Criminal Injuries Compensation

What To Do About Criminal Injuries Compensation

If you have ever been injured physically through criminal activities you will know the terror involved. In many cases it really changes your life and you can become too stressed to work or even go outside the house alone. If this has happened to you, talk to a good criminal lawyer such as PCLB Criminal Lawyers to see about compensation. It can be some small comfort to receive compensation for what you have suffered, including a changed lifestyle.

Most people are familiar with getting compensation from insurance, so it can be quite amazing to know that the government has set aside a fund that pays compensation to victims of crime who have been injured. In Western Australia, this amount was increased to $75,000 in 2004, with the amount paid depending on the injuries sustained.

According to Criminal Lawyers Perth, it is paid out for –

  • Having suffered pain and mental or emotional anxiety
  • If you have lost your enjoyment of life
  • Medical expenses
  • Income loss
  • Travel expenses for medical treatment
  • Loss of clothing
  • Pregnancy expenses in the case of rape

It is not only the victim who can apply, but the close relative of a victim who has died as the result of criminal activities can also make a claim for loss of financial support and/or funeral expenses.

Claims must be made within 3 years of the incident and when the victim has recovered as much as is possible. However, payment can be sought earlier to help with the costs of treatment or a funeral. While a claim can be made after the 3 years, you need to apply for an extension before that time is up, showing the reason for the delay.
++++
YOUR TASKS:
(a) Answer these questions from the text on criminal injuries compensation, one per line:
(i) What amount was the Western Australian compensation increased to in 2004?
(ii) Apart from the victim, who can make a claim, and for what?
(iii) Within how many years of the incident must a claim be made?
(b) Carry on the text on criminal injuries compensation from its final sentence.
The material after this point is separate from the text on criminal injuries compensation.
++++
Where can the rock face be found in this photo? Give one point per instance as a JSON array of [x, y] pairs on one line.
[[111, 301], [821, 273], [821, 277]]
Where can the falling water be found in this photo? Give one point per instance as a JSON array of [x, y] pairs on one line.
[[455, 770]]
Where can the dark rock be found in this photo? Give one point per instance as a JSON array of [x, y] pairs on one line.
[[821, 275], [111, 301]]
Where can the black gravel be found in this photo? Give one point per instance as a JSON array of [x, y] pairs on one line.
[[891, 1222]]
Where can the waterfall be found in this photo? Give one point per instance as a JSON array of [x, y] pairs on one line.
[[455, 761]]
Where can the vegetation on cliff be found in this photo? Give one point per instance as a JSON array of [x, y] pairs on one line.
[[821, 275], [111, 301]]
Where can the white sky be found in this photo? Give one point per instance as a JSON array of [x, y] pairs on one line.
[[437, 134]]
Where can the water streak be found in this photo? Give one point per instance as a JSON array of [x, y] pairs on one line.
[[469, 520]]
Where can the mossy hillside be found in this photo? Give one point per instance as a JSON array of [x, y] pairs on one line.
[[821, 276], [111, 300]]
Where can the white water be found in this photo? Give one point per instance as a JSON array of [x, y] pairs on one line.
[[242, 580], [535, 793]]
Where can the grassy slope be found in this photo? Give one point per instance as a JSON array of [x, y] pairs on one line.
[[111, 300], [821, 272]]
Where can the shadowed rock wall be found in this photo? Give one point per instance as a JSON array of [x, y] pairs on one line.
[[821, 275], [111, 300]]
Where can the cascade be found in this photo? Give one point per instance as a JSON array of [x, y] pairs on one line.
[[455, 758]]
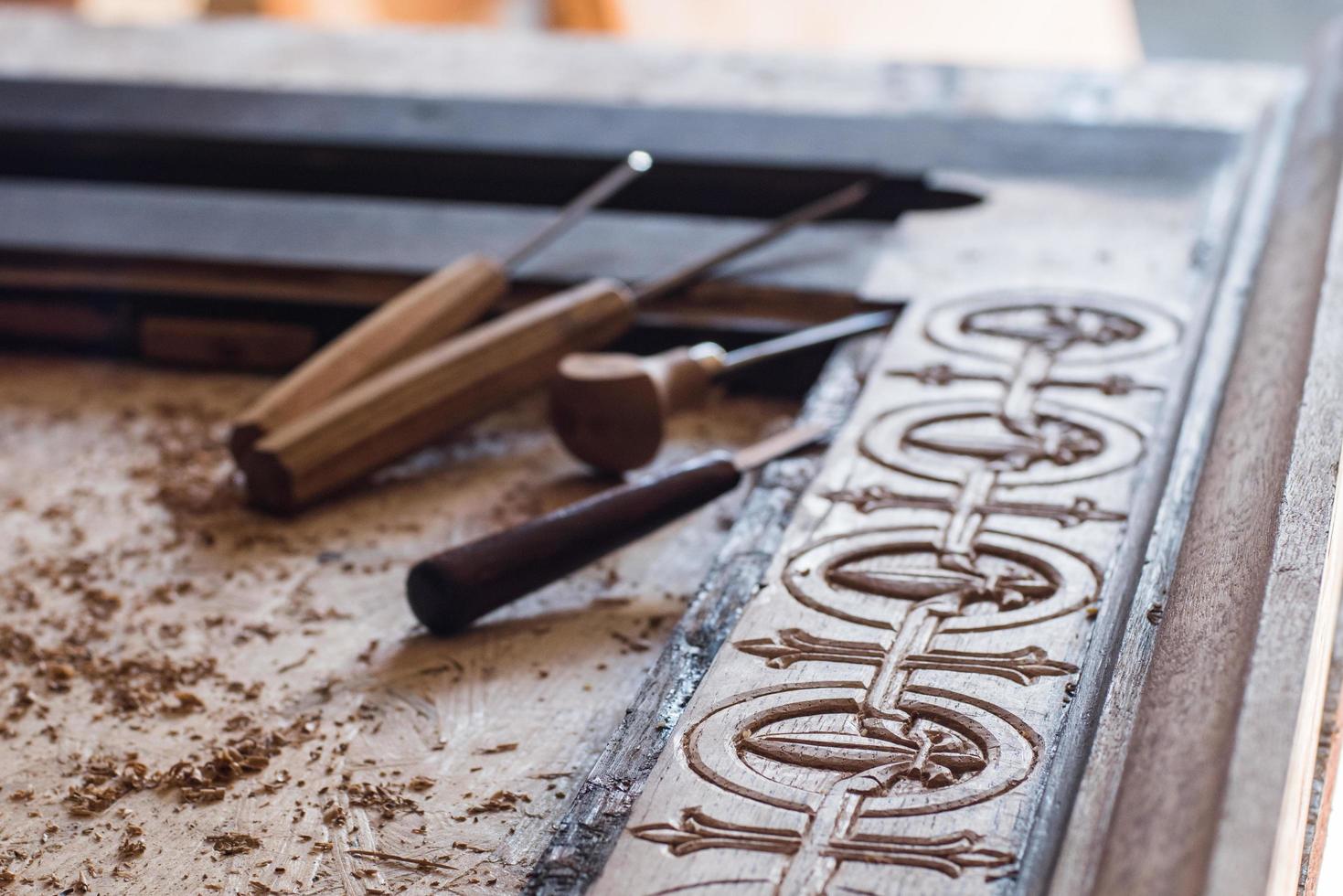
++++
RESPONSES FOR EACH TASK:
(a)
(i) $75,000.
(ii) A close relative of a victim who has died as the result of criminal activities, for loss of financial support and/or funeral expenses.
(iii) Within 3 years.

(b)
When you apply for this compensation you will have to provide medical reports and other documents to support your claim. An assessor will deal with the information and decide on the amount you will be paid. However, in some cases they will need you to attend a hearing. This is done in private and as informally as possible, so you need not be afraid of the process. The perpetrator of the crime will not attend, though they may be given notice about the claim and copies of your documents.

While the application for compensation is kept confidential, copies of the decision made by the assessor are available to the media. However, the assessor can order that the names of those involved not be made public, especially in cases where those involved are minors.

If any action is taken to recover the monies awarded from the criminal, the victim of the crime is not involved in it. This will give you peace of mind that you won’t have to confront a violent criminal that has caused you harm.